◆ **Page**
Here are some of the main things to highlight since the last dev update:
- Last Friday’s open house community Safe Chat was a great success! Many thanks to all involved, particularly @sotros25 and @m3data for their excellent presentations.
- @jimcollinson is running an AMA over on Reddit - please do get involved!
- Deep diving into and debugging multi-section networks has been the main theme this week, with several new error handling catches introduced as we weed out issues that can cause networks to fail.
- New versions of
sn_authd(v0.2.0), and the CLI (v0.20.0) have just been released, making it compatible with the latest
- We’ve now completed development on the MerkleReg mentioned last week, and so work has started to integrate it into
- This week saw the first files transmitted from one SNFS node to another via BRB.
- In routing we finally merged the fork resolution PR.
- Also in routing, we merged three separate PRs (#2349, #2351 and #2336) implementing fixes for various issues that came up during stress-testing. Routing is now considered to be ready for a stable testnet.
Safe Client, Nodes and qp2p
Closer and closer…
We’ve been continuing testing and debugging multi-section networks this last week. We’re closer than ever, tantalisingly, but also still not there yet (it’s frustrating for us too!). It’s an interesting place to be debugging, there’s a lot of logs and messages, and they’re coming in all sorts of orders so we’re really testing the edges here.

◆ **Stored data**
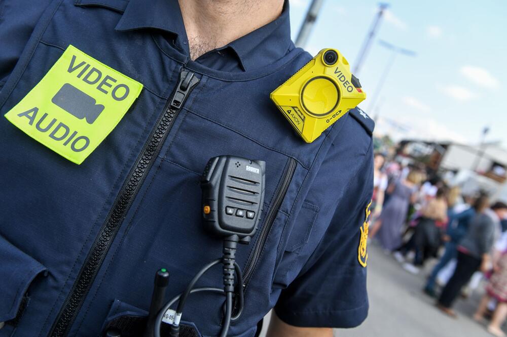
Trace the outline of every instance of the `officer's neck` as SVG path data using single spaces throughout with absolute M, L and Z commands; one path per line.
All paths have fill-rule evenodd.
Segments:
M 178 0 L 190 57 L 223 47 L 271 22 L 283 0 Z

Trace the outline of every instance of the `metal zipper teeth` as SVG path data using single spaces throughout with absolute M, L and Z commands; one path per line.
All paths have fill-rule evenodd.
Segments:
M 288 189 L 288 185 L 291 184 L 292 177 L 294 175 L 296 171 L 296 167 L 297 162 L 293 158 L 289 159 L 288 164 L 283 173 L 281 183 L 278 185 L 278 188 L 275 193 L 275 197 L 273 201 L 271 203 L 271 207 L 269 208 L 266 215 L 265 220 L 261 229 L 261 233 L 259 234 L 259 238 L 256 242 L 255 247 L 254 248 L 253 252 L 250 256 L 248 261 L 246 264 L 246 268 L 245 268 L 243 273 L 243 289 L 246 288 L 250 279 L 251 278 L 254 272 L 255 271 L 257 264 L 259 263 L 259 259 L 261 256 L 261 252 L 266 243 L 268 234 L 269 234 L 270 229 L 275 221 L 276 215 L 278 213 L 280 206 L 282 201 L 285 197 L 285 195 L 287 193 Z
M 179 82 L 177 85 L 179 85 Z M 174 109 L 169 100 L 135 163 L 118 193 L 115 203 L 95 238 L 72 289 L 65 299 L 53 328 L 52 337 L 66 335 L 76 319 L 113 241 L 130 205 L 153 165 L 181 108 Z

◆ **Set exercise**
Pick up the dev update after its final sentence and keep writing. The data is separate from the dev update and unrelated to it.

◆ **Written answer**
Some minor rough edges have been filed down. We’re now handling some error situations which can arise from section-split transfers, or indeed any transfer, coming in and throwing errors because it’s no longer valid as we’ve already seen and applied it. We’re now also handling some
sn_transfers errors which can happen when there’s no history - this can arise from new elders which don’t yet have history. Previously this was causing an error and breaking the flow.
Tackling the root issue
But the larger issue in progressing section splits at
sn_node level, is getting the new Elders of the respective sibling sections up to speed with the parent section Elders, and have them handling requests as if they were already an Elder. Without that, the transition would basically deadlock. Now, as long as they don’t have all that’s needed to be an Elder, some of those requests will return an error - but that’s basically fine.
We’re progressing with two tasks here in parallel; one where we are making some quick adjustments that allow for the above described to get us going for the testnet, and another where we do some adjustments also at
sn_routing level, to get the transitions better coordinated. By that we are also progressing the ambition to have all engineers involved end-to-end in some way, which we believe is necessary for a well functioning system of this sort.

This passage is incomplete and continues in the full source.